» Short problem:
Copy each line below without leaving any out.

» Provided material:
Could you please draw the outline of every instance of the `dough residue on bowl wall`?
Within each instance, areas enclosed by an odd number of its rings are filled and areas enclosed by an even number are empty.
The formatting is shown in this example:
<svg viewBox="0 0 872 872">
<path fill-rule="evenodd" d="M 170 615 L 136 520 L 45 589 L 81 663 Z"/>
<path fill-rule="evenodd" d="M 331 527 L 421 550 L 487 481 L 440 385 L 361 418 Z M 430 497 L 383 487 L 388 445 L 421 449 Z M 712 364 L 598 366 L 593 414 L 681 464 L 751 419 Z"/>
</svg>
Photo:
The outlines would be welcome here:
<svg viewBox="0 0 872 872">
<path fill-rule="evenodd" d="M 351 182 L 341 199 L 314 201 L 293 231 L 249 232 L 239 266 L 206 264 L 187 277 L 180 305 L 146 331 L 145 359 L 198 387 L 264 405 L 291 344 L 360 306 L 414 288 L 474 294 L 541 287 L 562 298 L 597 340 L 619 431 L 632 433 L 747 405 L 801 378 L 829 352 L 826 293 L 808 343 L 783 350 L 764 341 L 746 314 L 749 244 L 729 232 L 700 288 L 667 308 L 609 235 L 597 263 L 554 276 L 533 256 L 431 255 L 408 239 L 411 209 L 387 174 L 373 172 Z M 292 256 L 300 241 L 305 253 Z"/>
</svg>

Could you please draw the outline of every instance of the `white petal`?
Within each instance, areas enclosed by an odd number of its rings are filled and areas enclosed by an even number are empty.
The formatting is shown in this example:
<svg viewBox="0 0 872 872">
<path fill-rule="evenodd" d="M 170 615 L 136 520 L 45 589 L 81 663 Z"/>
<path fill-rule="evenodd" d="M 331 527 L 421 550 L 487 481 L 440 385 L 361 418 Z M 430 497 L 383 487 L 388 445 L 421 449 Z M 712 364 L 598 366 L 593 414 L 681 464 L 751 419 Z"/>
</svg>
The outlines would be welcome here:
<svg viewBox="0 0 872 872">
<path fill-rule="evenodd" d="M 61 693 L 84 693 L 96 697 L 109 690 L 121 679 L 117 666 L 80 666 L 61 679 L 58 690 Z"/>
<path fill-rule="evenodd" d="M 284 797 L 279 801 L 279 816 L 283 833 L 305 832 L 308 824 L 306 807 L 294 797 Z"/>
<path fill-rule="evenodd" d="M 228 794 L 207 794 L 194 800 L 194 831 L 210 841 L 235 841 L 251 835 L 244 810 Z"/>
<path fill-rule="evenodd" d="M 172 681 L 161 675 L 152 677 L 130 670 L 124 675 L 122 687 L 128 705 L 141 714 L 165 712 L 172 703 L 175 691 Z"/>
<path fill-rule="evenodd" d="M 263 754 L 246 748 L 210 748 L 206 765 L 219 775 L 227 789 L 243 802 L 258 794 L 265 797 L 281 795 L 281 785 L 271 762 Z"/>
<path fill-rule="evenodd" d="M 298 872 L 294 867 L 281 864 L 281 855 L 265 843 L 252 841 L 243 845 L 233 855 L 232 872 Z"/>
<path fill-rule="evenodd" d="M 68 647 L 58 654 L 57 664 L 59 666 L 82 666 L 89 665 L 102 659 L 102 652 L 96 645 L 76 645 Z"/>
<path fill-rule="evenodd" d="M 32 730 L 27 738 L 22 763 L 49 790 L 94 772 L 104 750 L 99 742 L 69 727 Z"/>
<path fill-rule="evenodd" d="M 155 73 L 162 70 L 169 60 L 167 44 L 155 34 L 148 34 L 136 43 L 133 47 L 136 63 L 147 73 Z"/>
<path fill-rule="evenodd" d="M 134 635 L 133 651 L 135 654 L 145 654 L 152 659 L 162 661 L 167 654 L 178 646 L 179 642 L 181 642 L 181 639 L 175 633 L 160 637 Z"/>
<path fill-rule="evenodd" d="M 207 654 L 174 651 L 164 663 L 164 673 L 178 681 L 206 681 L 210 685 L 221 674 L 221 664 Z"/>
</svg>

» Output for this task:
Could you please draw the outline of every instance of the `dough residue on bowl wall`?
Within each instance, areas enclosed by an odd number of its rings are filled and areas enclosed by an even number are empty.
The formatting is shown in this example:
<svg viewBox="0 0 872 872">
<path fill-rule="evenodd" d="M 170 615 L 136 520 L 45 589 L 81 663 Z"/>
<path fill-rule="evenodd" d="M 331 527 L 421 550 L 487 481 L 440 385 L 361 418 Z M 430 497 L 383 487 L 388 445 L 421 449 Z M 712 364 L 598 366 L 593 414 L 681 464 L 751 419 Z"/>
</svg>
Photo:
The outlines would be welcome here:
<svg viewBox="0 0 872 872">
<path fill-rule="evenodd" d="M 351 182 L 341 199 L 314 201 L 293 231 L 249 232 L 239 266 L 206 264 L 187 277 L 180 305 L 146 331 L 145 359 L 198 387 L 264 405 L 291 344 L 360 306 L 414 288 L 474 294 L 541 287 L 562 298 L 597 340 L 619 431 L 632 433 L 747 405 L 801 378 L 829 352 L 826 293 L 808 343 L 783 350 L 764 341 L 746 314 L 749 244 L 729 232 L 700 288 L 667 308 L 609 235 L 597 263 L 554 276 L 533 256 L 431 255 L 408 239 L 411 209 L 387 174 L 373 172 Z M 292 256 L 300 241 L 305 253 Z"/>
</svg>

Could you please draw the outline of every instance of the `white petal`?
Within each instance, areas enclosed by an odd number of its rings are filled and areas enclosed by an even number are empty.
The formatting is shown in this example:
<svg viewBox="0 0 872 872">
<path fill-rule="evenodd" d="M 170 615 L 136 520 L 45 589 L 81 663 Z"/>
<path fill-rule="evenodd" d="M 331 527 L 421 550 L 487 481 L 440 385 L 361 418 Z M 430 497 L 383 487 L 388 445 L 421 449 Z M 712 364 L 598 366 L 593 414 L 681 464 L 751 419 Z"/>
</svg>
The outlines would be welcome here:
<svg viewBox="0 0 872 872">
<path fill-rule="evenodd" d="M 61 693 L 84 693 L 96 697 L 109 690 L 121 679 L 117 666 L 80 666 L 61 679 L 58 690 Z"/>
<path fill-rule="evenodd" d="M 284 797 L 279 801 L 279 816 L 283 833 L 305 832 L 308 824 L 306 807 L 294 797 Z"/>
<path fill-rule="evenodd" d="M 228 794 L 207 794 L 194 800 L 194 831 L 210 841 L 235 841 L 251 835 L 244 810 Z"/>
<path fill-rule="evenodd" d="M 172 681 L 161 675 L 152 677 L 130 670 L 124 675 L 122 687 L 128 705 L 141 714 L 165 712 L 172 703 L 175 691 Z"/>
<path fill-rule="evenodd" d="M 263 754 L 246 748 L 210 748 L 206 765 L 219 775 L 227 789 L 243 802 L 258 794 L 265 797 L 281 795 L 281 785 L 271 762 Z"/>
<path fill-rule="evenodd" d="M 298 872 L 294 867 L 281 864 L 281 855 L 265 843 L 252 841 L 243 845 L 233 855 L 232 872 Z"/>
<path fill-rule="evenodd" d="M 68 647 L 58 654 L 57 664 L 59 666 L 82 666 L 89 665 L 102 659 L 102 652 L 96 645 L 76 645 Z"/>
<path fill-rule="evenodd" d="M 32 730 L 27 738 L 22 763 L 49 790 L 94 772 L 104 750 L 99 742 L 69 727 Z"/>
<path fill-rule="evenodd" d="M 155 73 L 162 70 L 169 60 L 167 44 L 155 34 L 148 34 L 136 43 L 133 47 L 136 63 L 147 73 Z"/>
<path fill-rule="evenodd" d="M 134 635 L 133 651 L 135 654 L 145 654 L 152 659 L 162 661 L 167 654 L 178 646 L 179 642 L 181 642 L 181 639 L 175 633 L 160 637 Z"/>
<path fill-rule="evenodd" d="M 207 654 L 174 651 L 164 663 L 164 673 L 178 681 L 206 681 L 210 685 L 221 674 L 221 664 Z"/>
</svg>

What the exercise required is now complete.